● ACTIVITY:
Exactly as they stand, the data below are to be printed again.

● RECORDS PROVIDED:
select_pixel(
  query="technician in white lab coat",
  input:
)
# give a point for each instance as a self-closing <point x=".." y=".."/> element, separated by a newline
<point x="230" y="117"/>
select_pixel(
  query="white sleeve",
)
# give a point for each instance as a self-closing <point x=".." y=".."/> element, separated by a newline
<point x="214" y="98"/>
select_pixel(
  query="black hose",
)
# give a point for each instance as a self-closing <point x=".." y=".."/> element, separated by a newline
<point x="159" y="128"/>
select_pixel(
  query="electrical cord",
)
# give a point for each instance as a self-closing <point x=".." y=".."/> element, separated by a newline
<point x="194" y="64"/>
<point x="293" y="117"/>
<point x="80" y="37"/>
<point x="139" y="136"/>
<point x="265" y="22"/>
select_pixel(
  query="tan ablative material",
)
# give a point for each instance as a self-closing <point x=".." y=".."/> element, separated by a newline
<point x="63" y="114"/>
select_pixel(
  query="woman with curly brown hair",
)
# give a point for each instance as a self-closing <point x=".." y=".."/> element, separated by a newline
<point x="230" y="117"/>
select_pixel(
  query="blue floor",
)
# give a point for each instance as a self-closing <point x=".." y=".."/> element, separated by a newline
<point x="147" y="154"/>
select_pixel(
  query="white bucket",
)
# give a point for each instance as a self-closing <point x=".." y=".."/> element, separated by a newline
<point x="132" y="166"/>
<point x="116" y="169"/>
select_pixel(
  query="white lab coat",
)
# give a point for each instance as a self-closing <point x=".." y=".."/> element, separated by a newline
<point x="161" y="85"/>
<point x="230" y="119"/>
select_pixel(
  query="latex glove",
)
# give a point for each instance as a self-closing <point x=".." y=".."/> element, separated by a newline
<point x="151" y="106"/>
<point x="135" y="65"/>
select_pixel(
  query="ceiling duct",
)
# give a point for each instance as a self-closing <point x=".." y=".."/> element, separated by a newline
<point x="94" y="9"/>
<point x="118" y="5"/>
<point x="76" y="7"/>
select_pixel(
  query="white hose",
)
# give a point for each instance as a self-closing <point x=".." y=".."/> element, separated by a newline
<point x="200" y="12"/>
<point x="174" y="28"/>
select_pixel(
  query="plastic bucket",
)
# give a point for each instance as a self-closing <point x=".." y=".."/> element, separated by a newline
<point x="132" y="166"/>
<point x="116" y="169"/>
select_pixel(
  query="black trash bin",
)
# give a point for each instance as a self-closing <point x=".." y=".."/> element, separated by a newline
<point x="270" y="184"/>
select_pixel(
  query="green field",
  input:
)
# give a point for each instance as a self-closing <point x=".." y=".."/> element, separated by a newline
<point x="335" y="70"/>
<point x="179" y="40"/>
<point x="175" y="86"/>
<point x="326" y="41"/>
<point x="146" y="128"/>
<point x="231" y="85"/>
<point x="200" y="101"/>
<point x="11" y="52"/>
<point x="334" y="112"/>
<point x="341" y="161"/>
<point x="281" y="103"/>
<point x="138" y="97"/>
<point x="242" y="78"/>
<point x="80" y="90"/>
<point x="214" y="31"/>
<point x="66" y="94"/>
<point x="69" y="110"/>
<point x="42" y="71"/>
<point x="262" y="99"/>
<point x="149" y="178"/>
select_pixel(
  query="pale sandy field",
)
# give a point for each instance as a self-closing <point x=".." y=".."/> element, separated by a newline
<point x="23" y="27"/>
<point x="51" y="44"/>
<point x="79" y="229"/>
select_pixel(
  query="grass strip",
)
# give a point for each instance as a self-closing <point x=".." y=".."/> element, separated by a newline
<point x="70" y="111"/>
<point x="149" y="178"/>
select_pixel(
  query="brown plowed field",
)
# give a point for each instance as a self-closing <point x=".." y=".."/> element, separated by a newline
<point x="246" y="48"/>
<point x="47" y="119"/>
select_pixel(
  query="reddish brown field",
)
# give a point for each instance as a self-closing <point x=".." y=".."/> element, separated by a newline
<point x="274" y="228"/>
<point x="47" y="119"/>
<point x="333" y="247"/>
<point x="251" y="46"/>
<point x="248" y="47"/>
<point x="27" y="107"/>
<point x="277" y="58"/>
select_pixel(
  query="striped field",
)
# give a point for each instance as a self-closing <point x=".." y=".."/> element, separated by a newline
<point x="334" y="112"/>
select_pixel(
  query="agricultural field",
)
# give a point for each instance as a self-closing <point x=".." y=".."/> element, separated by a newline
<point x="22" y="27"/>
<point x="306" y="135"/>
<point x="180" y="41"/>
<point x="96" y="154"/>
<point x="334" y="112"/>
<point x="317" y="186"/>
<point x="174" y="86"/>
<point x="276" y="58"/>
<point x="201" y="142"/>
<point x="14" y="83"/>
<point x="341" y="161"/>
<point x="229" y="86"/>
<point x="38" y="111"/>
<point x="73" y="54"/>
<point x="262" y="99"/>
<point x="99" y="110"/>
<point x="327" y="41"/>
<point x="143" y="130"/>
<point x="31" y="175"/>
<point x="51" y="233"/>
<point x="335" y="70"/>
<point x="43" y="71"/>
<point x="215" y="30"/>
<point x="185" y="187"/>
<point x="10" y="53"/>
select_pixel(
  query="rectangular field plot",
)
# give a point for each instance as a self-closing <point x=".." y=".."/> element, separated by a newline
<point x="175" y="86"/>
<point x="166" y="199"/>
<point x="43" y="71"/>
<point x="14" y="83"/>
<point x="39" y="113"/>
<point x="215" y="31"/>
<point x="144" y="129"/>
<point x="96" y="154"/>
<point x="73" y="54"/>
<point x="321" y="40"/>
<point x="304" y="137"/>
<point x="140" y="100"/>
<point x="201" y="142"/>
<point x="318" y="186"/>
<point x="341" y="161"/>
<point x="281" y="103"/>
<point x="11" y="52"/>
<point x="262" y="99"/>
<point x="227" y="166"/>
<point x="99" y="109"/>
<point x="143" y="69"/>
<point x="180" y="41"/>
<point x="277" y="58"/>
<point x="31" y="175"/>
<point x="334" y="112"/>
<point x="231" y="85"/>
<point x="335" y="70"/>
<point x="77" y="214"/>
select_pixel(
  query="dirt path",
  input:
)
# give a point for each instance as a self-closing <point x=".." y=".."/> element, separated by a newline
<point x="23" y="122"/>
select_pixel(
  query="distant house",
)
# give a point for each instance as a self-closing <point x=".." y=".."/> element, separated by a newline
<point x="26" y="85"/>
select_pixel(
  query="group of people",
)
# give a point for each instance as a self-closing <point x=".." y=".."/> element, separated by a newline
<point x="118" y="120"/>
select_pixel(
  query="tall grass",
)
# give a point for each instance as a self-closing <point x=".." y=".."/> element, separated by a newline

● ANSWER TO THE EXERCISE:
select_pixel(
  query="technician in white lab coat",
  input:
)
# give a point for each instance as a self-closing <point x=".." y=".."/> element, separated by a newline
<point x="230" y="117"/>
select_pixel(
  query="white sleeve",
)
# give a point for each instance as a self-closing <point x=".." y=".."/> element, separated by a newline
<point x="214" y="98"/>
select_pixel(
  query="black hose",
)
# give a point for each instance as a self-closing <point x=".." y=".."/> element, separated by a newline
<point x="159" y="128"/>
select_pixel(
  query="electrical cord",
)
# give a point for each instance as a self-closing <point x=".." y=".."/> element, separated by a newline
<point x="194" y="64"/>
<point x="293" y="117"/>
<point x="80" y="37"/>
<point x="139" y="136"/>
<point x="265" y="22"/>
select_pixel(
  query="tan ablative material",
)
# give a point for each instance as a self-closing <point x=".." y=".."/> element, separated by a newline
<point x="63" y="114"/>
select_pixel(
  query="woman with curly brown hair",
)
# give a point for each instance as a self-closing <point x=".." y=".."/> element, separated by a newline
<point x="230" y="117"/>
select_pixel(
  query="blue floor",
)
# give a point for each instance as a self-closing <point x=".." y=".."/> element, separated by a newline
<point x="147" y="154"/>
select_pixel(
  query="white bucket",
)
# give a point for each instance as a self-closing <point x=".." y=".."/> element, separated by a newline
<point x="132" y="166"/>
<point x="116" y="169"/>
select_pixel(
  query="white lab coat",
)
# give a point for each instance as a self-closing <point x=".." y=".."/> element, separated by a newline
<point x="161" y="85"/>
<point x="230" y="119"/>
select_pixel(
  query="latex glove",
)
# give a point for each instance as a self-closing <point x=".." y=".."/> element, separated by a newline
<point x="151" y="106"/>
<point x="135" y="65"/>
select_pixel(
  query="ceiling duct",
)
# give a point for each instance as a self-closing <point x=".." y=".."/> element, separated by a newline
<point x="94" y="9"/>
<point x="118" y="5"/>
<point x="76" y="7"/>
select_pixel(
  query="white hose",
)
# give a point for each instance as a self-closing <point x=".." y=".."/> element, separated by a newline
<point x="200" y="12"/>
<point x="174" y="28"/>
select_pixel(
  query="plastic bucket",
)
# give a point for each instance as a self-closing <point x=".." y=".."/> element, separated by a newline
<point x="132" y="166"/>
<point x="116" y="169"/>
select_pixel(
  query="black trash bin",
)
# give a point for each instance as a self-closing <point x=".." y=".."/> element, separated by a newline
<point x="270" y="184"/>
select_pixel(
  query="green field",
  input:
)
# give a point for each instance as a self-closing <point x=".." y=".."/> element, separated by a newline
<point x="335" y="70"/>
<point x="179" y="40"/>
<point x="175" y="86"/>
<point x="326" y="41"/>
<point x="146" y="128"/>
<point x="231" y="85"/>
<point x="200" y="101"/>
<point x="11" y="52"/>
<point x="334" y="112"/>
<point x="341" y="161"/>
<point x="281" y="103"/>
<point x="138" y="97"/>
<point x="242" y="78"/>
<point x="80" y="90"/>
<point x="214" y="31"/>
<point x="66" y="94"/>
<point x="69" y="110"/>
<point x="42" y="71"/>
<point x="262" y="99"/>
<point x="149" y="178"/>
select_pixel(
  query="pale sandy field",
)
# give a point for each instance as a self-closing <point x=".." y=".."/> element, separated by a newline
<point x="23" y="27"/>
<point x="51" y="44"/>
<point x="79" y="229"/>
select_pixel(
  query="grass strip",
)
# give a point for each instance as a self-closing <point x=".." y=".."/> element, separated by a newline
<point x="70" y="111"/>
<point x="149" y="178"/>
select_pixel(
  query="brown plowed field",
)
# give a point for each instance as a self-closing <point x=".." y=".."/> element, separated by a newline
<point x="246" y="48"/>
<point x="47" y="119"/>
select_pixel(
  query="reddish brown field",
)
# give a point for each instance as a self-closing <point x=".." y=".."/> element, separated by a newline
<point x="274" y="228"/>
<point x="47" y="119"/>
<point x="333" y="247"/>
<point x="251" y="46"/>
<point x="248" y="47"/>
<point x="27" y="107"/>
<point x="277" y="58"/>
select_pixel(
  query="striped field",
)
# give a point for each instance as a self-closing <point x=".." y=".."/> element, separated by a newline
<point x="334" y="112"/>
select_pixel(
  query="agricultural field",
)
# give a point for each instance as a self-closing <point x=".." y=".."/> element, separated by a newline
<point x="22" y="27"/>
<point x="306" y="135"/>
<point x="180" y="41"/>
<point x="96" y="154"/>
<point x="334" y="112"/>
<point x="317" y="186"/>
<point x="174" y="86"/>
<point x="276" y="58"/>
<point x="201" y="142"/>
<point x="14" y="83"/>
<point x="341" y="161"/>
<point x="229" y="86"/>
<point x="38" y="111"/>
<point x="73" y="54"/>
<point x="262" y="99"/>
<point x="99" y="110"/>
<point x="327" y="41"/>
<point x="143" y="130"/>
<point x="31" y="175"/>
<point x="51" y="233"/>
<point x="335" y="70"/>
<point x="43" y="71"/>
<point x="215" y="30"/>
<point x="185" y="187"/>
<point x="10" y="53"/>
select_pixel(
  query="rectangular field plot",
)
# give a point for each instance as a self-closing <point x=".." y=".."/> element, separated by a newline
<point x="175" y="86"/>
<point x="166" y="199"/>
<point x="43" y="71"/>
<point x="14" y="83"/>
<point x="39" y="113"/>
<point x="215" y="31"/>
<point x="144" y="129"/>
<point x="96" y="154"/>
<point x="73" y="54"/>
<point x="321" y="40"/>
<point x="304" y="137"/>
<point x="140" y="100"/>
<point x="201" y="142"/>
<point x="318" y="186"/>
<point x="341" y="161"/>
<point x="281" y="103"/>
<point x="11" y="52"/>
<point x="262" y="99"/>
<point x="227" y="166"/>
<point x="99" y="109"/>
<point x="143" y="69"/>
<point x="180" y="41"/>
<point x="277" y="58"/>
<point x="31" y="175"/>
<point x="334" y="112"/>
<point x="231" y="85"/>
<point x="335" y="70"/>
<point x="77" y="214"/>
select_pixel(
  query="dirt path",
  input:
)
# give a point for each instance as a self-closing <point x=".." y=".."/> element, separated by a newline
<point x="23" y="122"/>
select_pixel(
  query="distant house",
)
# give a point for each instance as a self-closing <point x=".." y=".."/> element, separated by a newline
<point x="26" y="85"/>
select_pixel(
  query="group of people",
)
# give a point for each instance as a self-closing <point x=".." y=".."/> element, separated by a newline
<point x="118" y="120"/>
select_pixel(
  query="tall grass",
)
# give a point for each instance as a self-closing <point x=".." y=".."/> element, separated by a newline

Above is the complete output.